Given request - Retype the entire listing below line for line, without a single change, and omit the pictures from your copy.

Listed entries -
--------------------

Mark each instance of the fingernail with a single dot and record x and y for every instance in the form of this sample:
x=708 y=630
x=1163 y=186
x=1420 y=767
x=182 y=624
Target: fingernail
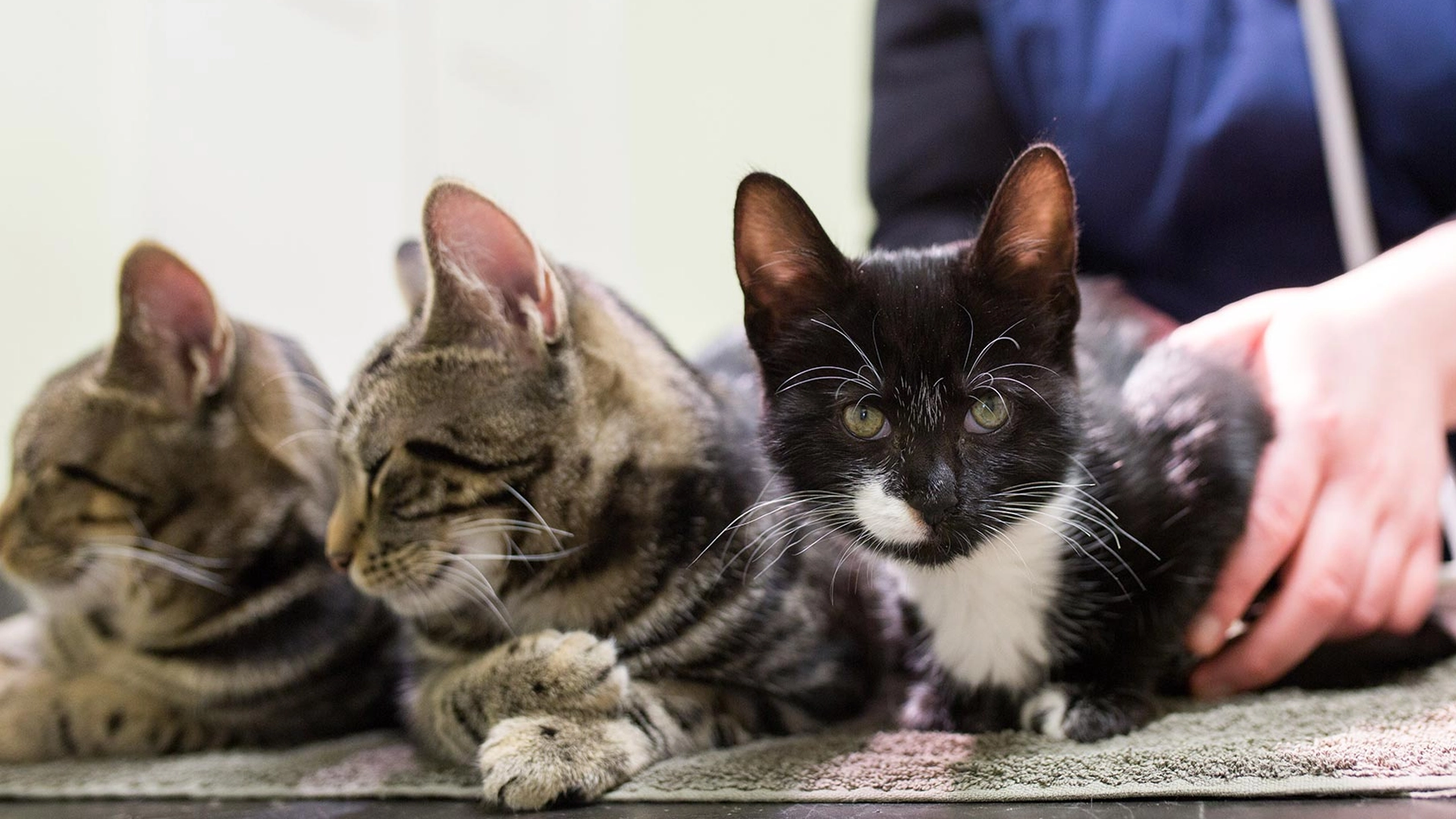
x=1206 y=635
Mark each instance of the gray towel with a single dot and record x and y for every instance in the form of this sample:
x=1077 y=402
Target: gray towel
x=1398 y=738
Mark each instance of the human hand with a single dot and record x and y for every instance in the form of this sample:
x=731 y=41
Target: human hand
x=1356 y=373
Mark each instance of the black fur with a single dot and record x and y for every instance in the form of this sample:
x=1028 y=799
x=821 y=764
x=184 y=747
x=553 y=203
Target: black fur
x=1166 y=442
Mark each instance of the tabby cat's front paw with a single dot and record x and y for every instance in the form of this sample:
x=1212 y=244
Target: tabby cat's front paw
x=1063 y=711
x=532 y=763
x=554 y=672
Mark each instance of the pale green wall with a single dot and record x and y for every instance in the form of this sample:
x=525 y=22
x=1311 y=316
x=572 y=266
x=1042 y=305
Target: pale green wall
x=284 y=146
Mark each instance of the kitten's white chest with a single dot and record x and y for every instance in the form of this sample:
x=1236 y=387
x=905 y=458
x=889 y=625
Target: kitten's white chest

--------------------

Correct response -
Mark each instance of the fingernail with a single dot and record x and y for every instance in the form of this sample:
x=708 y=630
x=1163 y=186
x=1420 y=767
x=182 y=624
Target: fingernail
x=1206 y=635
Mark each instance of the gray towel with a single dot and record x and y for every instance in the form of this sample:
x=1077 y=402
Target: gray towel
x=1398 y=738
Mark each instance of the human hand with a single dot and record x and y for every instance in the form of this sample:
x=731 y=41
Target: human hand
x=1356 y=373
Mark each instance of the black fur with a single dot and record x and y for every instance in the form of this sample:
x=1028 y=799
x=821 y=764
x=184 y=747
x=553 y=203
Target: black fur
x=1166 y=442
Mark each instance of the tabby cat's front paw with a single dot and record x and y for every instance in the form of this sample:
x=1212 y=244
Target: tabby cat's front paw
x=1063 y=711
x=532 y=763
x=554 y=672
Mark each instance of the pale green wall with a single dot and record x and y for every instance in the form of this sample:
x=525 y=22
x=1311 y=316
x=572 y=266
x=1042 y=305
Target: pale green wall
x=284 y=146
Mark each instance of the kitten's white chest with a single dot and record x and y for every instance in the form of this sample:
x=1236 y=387
x=905 y=458
x=889 y=625
Target: kitten's white chest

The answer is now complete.